What you should do: Copy every one of the records below word for word, keeping each line unchanged.

Source records:
-- Begin --

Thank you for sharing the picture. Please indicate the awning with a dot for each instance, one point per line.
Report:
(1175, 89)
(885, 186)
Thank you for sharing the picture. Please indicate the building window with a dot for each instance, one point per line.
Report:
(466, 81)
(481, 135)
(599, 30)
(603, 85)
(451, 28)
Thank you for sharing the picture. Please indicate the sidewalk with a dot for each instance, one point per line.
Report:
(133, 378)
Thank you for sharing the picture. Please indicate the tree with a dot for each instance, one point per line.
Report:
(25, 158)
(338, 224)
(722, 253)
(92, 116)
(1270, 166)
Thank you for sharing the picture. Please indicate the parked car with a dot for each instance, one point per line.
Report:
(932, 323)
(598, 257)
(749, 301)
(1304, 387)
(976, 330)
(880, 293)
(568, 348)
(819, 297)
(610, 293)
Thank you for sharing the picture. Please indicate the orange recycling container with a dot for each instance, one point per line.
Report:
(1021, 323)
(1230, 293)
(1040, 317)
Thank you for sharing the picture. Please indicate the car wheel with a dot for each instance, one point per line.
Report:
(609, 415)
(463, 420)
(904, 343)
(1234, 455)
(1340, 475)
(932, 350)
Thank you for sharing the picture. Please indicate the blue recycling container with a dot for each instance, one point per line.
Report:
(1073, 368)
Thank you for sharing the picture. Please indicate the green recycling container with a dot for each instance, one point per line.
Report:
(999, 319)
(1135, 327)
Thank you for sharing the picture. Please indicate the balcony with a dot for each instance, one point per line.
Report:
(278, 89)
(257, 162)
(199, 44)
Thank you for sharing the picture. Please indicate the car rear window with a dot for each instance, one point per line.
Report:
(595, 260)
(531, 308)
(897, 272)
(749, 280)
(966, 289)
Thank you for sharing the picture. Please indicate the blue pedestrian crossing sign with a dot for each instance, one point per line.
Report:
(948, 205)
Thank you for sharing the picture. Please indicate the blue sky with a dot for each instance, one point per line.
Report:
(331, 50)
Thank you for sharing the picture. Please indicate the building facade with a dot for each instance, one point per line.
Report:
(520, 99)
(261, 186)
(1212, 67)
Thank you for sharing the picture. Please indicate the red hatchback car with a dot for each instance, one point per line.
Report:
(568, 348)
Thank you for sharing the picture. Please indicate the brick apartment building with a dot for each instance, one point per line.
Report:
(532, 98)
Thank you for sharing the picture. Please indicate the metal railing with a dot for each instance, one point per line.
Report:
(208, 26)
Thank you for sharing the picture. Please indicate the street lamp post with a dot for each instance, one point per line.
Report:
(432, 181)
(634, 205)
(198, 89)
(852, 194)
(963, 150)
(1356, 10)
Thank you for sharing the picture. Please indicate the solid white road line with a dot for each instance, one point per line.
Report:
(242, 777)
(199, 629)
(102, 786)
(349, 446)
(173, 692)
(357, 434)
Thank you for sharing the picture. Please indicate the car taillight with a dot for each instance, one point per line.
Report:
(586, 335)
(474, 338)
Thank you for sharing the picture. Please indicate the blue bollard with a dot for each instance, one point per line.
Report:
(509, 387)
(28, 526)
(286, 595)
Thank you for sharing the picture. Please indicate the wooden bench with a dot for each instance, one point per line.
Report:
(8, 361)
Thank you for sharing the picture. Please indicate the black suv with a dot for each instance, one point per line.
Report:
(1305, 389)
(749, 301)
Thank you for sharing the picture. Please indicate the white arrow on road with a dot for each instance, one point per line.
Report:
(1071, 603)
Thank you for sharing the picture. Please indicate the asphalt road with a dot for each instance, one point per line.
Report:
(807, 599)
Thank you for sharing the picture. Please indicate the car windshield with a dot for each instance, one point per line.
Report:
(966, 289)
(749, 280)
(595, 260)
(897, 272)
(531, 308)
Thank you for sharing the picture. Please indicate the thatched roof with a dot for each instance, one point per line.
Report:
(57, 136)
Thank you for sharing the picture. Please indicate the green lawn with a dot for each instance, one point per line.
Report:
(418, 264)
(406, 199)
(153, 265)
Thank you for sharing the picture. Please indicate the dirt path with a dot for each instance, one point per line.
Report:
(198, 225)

-- End --

Response to the exercise:
Thank you for sharing the picture. Please indicate the awning with a dot for each instance, one point per line.
Report:
(1175, 89)
(885, 186)
Thank you for sharing the picture. Please indicate the building window with a dot for each instance, one point per line.
Report:
(466, 81)
(481, 135)
(599, 30)
(603, 85)
(451, 28)
Thank you for sharing the picture. Please indicate the sidewalk with a dot for each instance, one point per line.
Report:
(133, 378)
Thank you for sharing the picture. Please indicate the tree with a dot for each instance, one point per line.
Report:
(25, 158)
(338, 224)
(722, 253)
(92, 116)
(1270, 166)
Thank you for sharing the picture. Please indicate the parked car with a dot for each instance, one point per line.
Report:
(932, 323)
(598, 257)
(749, 301)
(1304, 387)
(976, 330)
(880, 293)
(568, 348)
(819, 297)
(610, 293)
Thank you for sharing the picture. Please indicate the orange recycling container with a dot for each instance, one point per line.
Report:
(1021, 323)
(1230, 293)
(1040, 317)
Thank you for sharing the picture. Please indicate the car wheel with a dot for each instance, one point per line.
Report:
(609, 415)
(463, 420)
(904, 343)
(1234, 455)
(1340, 475)
(932, 350)
Thank you for sharing the picture. Please indicate the blue recycling container with a dot for each instance, one point per line.
Report:
(1073, 368)
Thank you for sharing the picture. Please indicate the green recycling container with a dot for each instance, one point per line.
Report:
(999, 319)
(1135, 327)
Thank you for sharing the picture. Please indicate the balcony with a dot for each instance, one point per line.
Report:
(278, 89)
(257, 162)
(199, 44)
Thank you for sharing the picture. Please indicate the car rear window with a dot for each instance, one point per line.
Report:
(595, 260)
(531, 308)
(897, 272)
(749, 280)
(966, 289)
Thank you for sharing the picture. Please indicate the blue pedestrian crossing sign with a dot for each instance, one point per line.
Report:
(948, 205)
Thank you for sharing the picture. Please indicate the blue sky with a dot for each instance, one point per line.
Report:
(331, 50)
Thank you for sharing the picture. Please indicate the building facade with a dot for each instance, one point per line.
Report:
(520, 99)
(261, 186)
(1212, 67)
Thank you for sharing the picture. Please indicate the red hatchback car with a dot for each instance, one point per line.
Report:
(568, 348)
Thank you for sharing the picture. Please indicate the brick apartment building with a dot for each instance, one point per line.
Report:
(532, 98)
Thank you for sharing the picture. Please indicate the metal railing with a dot for each instance, one point per line.
Report:
(208, 26)
Thank you for sharing the picture. Please indicate the street lamp post with a dot for each instance, one point per line.
Report:
(432, 181)
(634, 205)
(198, 89)
(852, 194)
(963, 150)
(1356, 10)
Thank you for sharing the picture. Please indicate the solid white road line with a dot for each instance, one point per line.
Report:
(242, 777)
(199, 629)
(102, 786)
(349, 446)
(173, 692)
(357, 434)
Thank you for sharing the picture. Please indicate the car taillight with a dot for each instance, one point per line.
Report:
(586, 335)
(474, 338)
Thank you for sharing the picture. Please indicate the blue bollard with a dot for each instance, one point per line.
Report:
(509, 387)
(28, 526)
(286, 595)
Thank you for sharing the picture. Please indicate the wooden bench with a dot for each instance, one point per line.
Report:
(8, 361)
Thank you for sharing the picture. Please indicate the black suv with a dot for each instance, one point per line.
Report:
(1305, 389)
(749, 301)
Thank you for sharing the picture. Please indicate the white arrow on road with a dot for each instance, one point per line.
Report:
(1071, 603)
Thank you for sharing the picture. Please indicate the asphalt road with a dot for each instance, one point per line.
Report:
(807, 599)
Thank you for sharing the picture. Please indicate the car windshield with a dot for each instance, one point per line.
Report:
(966, 289)
(749, 280)
(595, 260)
(897, 272)
(531, 308)
Thank you for sharing the picture. Please indicate the thatched roof with a dot for each instance, one point per line.
Report:
(57, 136)
Thank you for sharing the picture. Please indicate the green lawn with a dot for each instance, one point per line.
Report:
(418, 264)
(406, 199)
(153, 265)
Thank you for sharing the picture. Please indicate the dirt path with a dot for each instance, one point per line.
Report:
(198, 225)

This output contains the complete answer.